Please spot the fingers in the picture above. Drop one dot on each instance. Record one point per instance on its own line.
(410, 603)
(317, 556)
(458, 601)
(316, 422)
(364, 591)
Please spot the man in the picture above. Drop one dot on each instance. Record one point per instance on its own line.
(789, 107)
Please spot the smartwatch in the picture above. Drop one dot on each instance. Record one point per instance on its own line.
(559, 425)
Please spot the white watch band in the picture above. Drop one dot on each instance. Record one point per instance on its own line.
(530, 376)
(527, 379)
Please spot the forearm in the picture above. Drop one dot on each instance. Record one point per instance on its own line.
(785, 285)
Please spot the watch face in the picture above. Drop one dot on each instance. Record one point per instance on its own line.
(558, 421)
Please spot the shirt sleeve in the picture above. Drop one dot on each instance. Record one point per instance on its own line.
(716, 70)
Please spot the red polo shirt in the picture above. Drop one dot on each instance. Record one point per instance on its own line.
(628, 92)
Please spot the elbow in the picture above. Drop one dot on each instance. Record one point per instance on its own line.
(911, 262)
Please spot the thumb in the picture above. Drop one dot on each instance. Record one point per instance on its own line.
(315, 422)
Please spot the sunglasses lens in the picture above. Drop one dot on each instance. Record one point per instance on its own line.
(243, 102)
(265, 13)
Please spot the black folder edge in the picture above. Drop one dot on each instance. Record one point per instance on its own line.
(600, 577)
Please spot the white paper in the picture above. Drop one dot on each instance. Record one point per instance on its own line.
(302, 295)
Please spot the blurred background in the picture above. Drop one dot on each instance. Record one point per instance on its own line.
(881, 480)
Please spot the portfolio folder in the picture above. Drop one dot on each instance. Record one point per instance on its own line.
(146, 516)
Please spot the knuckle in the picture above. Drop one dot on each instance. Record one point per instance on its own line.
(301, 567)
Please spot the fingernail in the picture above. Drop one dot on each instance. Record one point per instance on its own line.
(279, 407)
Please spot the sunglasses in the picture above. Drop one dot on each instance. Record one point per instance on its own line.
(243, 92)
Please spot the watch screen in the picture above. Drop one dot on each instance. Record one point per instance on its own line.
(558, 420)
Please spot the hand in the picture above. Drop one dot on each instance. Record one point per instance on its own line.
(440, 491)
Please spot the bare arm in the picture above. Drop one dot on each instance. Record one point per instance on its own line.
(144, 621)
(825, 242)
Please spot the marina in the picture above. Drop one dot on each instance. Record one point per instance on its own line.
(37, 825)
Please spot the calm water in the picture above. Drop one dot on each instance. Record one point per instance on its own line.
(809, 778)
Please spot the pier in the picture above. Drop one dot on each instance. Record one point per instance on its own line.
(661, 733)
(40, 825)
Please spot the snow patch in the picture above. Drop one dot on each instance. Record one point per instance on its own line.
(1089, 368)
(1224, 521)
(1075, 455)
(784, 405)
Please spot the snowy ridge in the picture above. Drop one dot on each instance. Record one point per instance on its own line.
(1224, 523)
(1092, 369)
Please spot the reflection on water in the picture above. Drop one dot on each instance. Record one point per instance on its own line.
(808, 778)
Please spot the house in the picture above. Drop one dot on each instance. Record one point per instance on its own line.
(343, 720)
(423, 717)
++++++++
GIVEN TASK
Copy out all the lines again, replacing "Drop one dot" with "Place a single marker" wherever it appears and leaving everything else the same.

EXERCISE OUTPUT
Please spot the fingers in the picture above. Place a single marker on each instance. Record one point per instance on its own line.
(410, 603)
(317, 556)
(458, 601)
(316, 422)
(364, 591)
Please spot the man in the picture above. Place a single marker on each instance. Record one point per instance on its own line.
(789, 107)
Please spot the smartwatch in the picture above. Place a single marker on each instance. Record one point per instance on its own line.
(559, 425)
Please spot the white watch band in the picture above. Place a single marker on each instance. Record one point per instance on its own line.
(530, 376)
(527, 379)
Please spot the forearm in the picture above. Place a single marker on each instance. Record one point per instance on its own line.
(785, 285)
Please spot the watch face in the picture above. Place a single marker on each instance. Record one point per instance on its own line.
(558, 421)
Please spot the shirt sleeve in the picture above. Place a single marker on each instance. Record one point per instance on its own line.
(716, 70)
Please spot the red polo shirt in the picture above. Place a single marker on each instance. Record one point per instance on its own line.
(628, 92)
Please spot the elbow in the picture above. Place a single marker on each instance. Record one point per instance on its own line.
(911, 262)
Please spot the thumb in the picture above. Place a single marker on each instance. Record one point per instance on its own line.
(315, 422)
Please spot the sunglasses lens in the picture above. Place a single marker on each instance. Record one point per instance on its own line.
(243, 102)
(265, 13)
Please spot the black folder edge in the picture above. Place a single marker on each instance. Record one point per instance on its own line.
(600, 577)
Please spot the white paper in the picture above. Place a single marker on each instance. Record one point per instance on its own line.
(302, 295)
Please spot the blurred background in the picture above. Place a single marker on each instance. Record one point per instance on its own line.
(881, 480)
Please spot the portfolio folder in the picture above. Place a single marker on each instance. Record one point per instance on its own line.
(146, 516)
Please spot the knuckle in the picture above. Place a single marker on each instance. Record one point per instance on its own line.
(301, 567)
Please spot the fingernail in the picture above. Place a single marker on each instance. Record one point per instance on its own line.
(279, 407)
Please spot the sunglasses in the picture above. Place a single marker on each instance. Record one point per instance on its own line.
(243, 92)
Please spot the watch screen in the picture above. Place a single marker on each instance. Record one point per instance on its own line.
(558, 420)
Please spot the hand in the picture above. Place a single marker on each instance. Record one point per instance on its own line.
(440, 491)
Please spot the bare arm in the picture above. Place a single marker on each instance. Record one point per instance on its own line.
(144, 621)
(825, 242)
Please spot the marina in the picture above. Place a single marker on each instance. Record one point per instance on its own line.
(37, 825)
Please spot the calm water in the picture above. Place a single marker on each instance. Record one point per instance on its own line.
(809, 778)
Please spot the pier in the picture above. Place a single marker on each instance. Record one point per instance on its own line.
(661, 733)
(40, 825)
Please spot the snow patch in the picture above. Place a single marker on each instance. Record one point per instance on its own line.
(1089, 368)
(1224, 521)
(1075, 455)
(784, 405)
Please spot the snowy ridge in the picture above. Place a single marker on each instance. Record one point per instance on its own line.
(1224, 523)
(1092, 369)
Please spot the reflection on water in the picture above. Place a single marker on each instance. Record one point per instance on its own line.
(808, 778)
Please spot the house in the picture above. Place a single marker on each instance. Record one point per instance on its own line.
(343, 720)
(423, 717)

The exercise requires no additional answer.